Fun Fact: David Cash began his mainstream wrestling career in 1996, working under the name David Jericho in ECW. He would leave ECW and work the Indy scene as well as some WWF live events. It was during one of those events that Cash broke his ankles during a match with Too Cool. After healing, he returned to ECW under a new moniker: Kid Kash. Kash would have a solid run, including wrestling through the healing of a broken jaw as well as winning the ECW Television Title. He would leave ECW in early 2001 and head south to WCW. He would sign a contract on March 21, but WCW was sold to WWF a week later. Upon that transaction Kash decided not to accept WWF’s renegotiated contract. He would next resurface in TNA, where he would compete through early 2005. After making derogatory remarks in public about how TNA was using him, he was released from his contract. After making a brief appearance at One Night Stand, Kash would make his WWE TV debut in a tryout match on the 6/19 Heat, wrestling Tajiri. He would later sign a developmental deal, but he quickly ascended to the main roster beginning with some matches on Velocity.

GIVEN REQUEST A ▸
Answer these questions from the passage on Kid Kash, one answer per line:
(i) What name did he use in ECW in 1996?
(ii) On what date did he sign his WCW contract?
(iii) Whom did he face in his WWE TV tryout match?

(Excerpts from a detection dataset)
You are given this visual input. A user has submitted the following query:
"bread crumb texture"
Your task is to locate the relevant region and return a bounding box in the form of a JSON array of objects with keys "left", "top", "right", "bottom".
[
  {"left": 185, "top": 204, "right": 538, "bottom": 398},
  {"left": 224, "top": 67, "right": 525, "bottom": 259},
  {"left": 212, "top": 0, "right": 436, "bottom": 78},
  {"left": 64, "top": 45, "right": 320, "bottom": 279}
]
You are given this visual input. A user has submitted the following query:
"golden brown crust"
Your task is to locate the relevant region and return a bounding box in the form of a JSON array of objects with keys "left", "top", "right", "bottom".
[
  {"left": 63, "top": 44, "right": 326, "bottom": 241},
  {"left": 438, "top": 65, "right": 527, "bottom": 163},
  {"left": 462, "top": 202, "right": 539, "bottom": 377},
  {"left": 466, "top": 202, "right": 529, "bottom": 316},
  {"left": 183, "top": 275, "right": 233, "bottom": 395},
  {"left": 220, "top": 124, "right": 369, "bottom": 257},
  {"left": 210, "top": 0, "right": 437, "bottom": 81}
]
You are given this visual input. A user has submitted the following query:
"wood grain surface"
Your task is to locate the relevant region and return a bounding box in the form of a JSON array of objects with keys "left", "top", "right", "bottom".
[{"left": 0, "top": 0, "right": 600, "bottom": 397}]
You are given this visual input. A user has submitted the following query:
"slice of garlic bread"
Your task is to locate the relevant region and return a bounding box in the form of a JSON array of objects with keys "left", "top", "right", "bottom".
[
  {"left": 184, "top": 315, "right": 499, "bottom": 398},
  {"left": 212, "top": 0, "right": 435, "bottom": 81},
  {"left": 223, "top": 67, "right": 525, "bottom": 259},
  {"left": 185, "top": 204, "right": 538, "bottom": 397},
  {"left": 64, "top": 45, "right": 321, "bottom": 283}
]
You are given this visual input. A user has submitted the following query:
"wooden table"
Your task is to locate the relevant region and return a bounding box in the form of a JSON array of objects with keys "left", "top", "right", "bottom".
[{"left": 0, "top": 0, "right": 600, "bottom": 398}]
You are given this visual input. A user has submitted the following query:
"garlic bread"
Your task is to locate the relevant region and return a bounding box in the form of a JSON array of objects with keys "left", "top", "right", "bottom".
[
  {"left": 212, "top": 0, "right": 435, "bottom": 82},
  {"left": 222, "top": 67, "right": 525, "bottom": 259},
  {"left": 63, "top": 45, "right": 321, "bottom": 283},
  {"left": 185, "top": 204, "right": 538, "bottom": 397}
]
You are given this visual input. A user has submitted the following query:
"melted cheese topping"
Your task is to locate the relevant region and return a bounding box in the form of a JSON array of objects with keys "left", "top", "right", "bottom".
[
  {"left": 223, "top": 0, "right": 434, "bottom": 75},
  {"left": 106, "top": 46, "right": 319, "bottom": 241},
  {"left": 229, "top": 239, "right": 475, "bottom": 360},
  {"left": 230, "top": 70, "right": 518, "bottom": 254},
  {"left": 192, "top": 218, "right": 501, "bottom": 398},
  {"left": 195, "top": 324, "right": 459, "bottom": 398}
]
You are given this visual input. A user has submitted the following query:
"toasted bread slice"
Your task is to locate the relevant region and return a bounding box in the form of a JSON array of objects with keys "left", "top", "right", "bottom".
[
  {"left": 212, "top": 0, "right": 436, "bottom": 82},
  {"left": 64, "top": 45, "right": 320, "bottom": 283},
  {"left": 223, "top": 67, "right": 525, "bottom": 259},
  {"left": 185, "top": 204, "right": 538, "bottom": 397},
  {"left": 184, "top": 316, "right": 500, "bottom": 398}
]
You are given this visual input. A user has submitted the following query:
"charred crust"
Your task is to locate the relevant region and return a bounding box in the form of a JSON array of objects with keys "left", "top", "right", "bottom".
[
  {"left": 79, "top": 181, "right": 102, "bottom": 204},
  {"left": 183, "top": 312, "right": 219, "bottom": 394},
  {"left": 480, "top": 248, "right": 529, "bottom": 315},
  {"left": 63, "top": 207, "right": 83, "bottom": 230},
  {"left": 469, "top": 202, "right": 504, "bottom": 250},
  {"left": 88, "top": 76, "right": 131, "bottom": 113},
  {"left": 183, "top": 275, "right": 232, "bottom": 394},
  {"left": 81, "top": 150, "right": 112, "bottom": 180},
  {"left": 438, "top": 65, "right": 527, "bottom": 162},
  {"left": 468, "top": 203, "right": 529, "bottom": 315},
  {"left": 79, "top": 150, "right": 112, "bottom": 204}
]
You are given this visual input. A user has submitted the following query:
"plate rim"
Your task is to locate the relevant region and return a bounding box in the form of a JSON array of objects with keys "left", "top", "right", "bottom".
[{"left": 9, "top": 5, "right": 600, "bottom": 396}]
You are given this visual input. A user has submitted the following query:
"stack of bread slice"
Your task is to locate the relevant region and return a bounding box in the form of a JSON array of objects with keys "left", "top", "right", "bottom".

GIVEN REQUEST B ▸
Extract each line of the records that contains the string "slice".

PROBLEM SOLUTION A ▸
(i) David Jericho
(ii) March 21
(iii) Tajiri

PROBLEM SOLUTION B ▸
"slice of garlic bread"
"toasted bread slice"
"stack of bread slice"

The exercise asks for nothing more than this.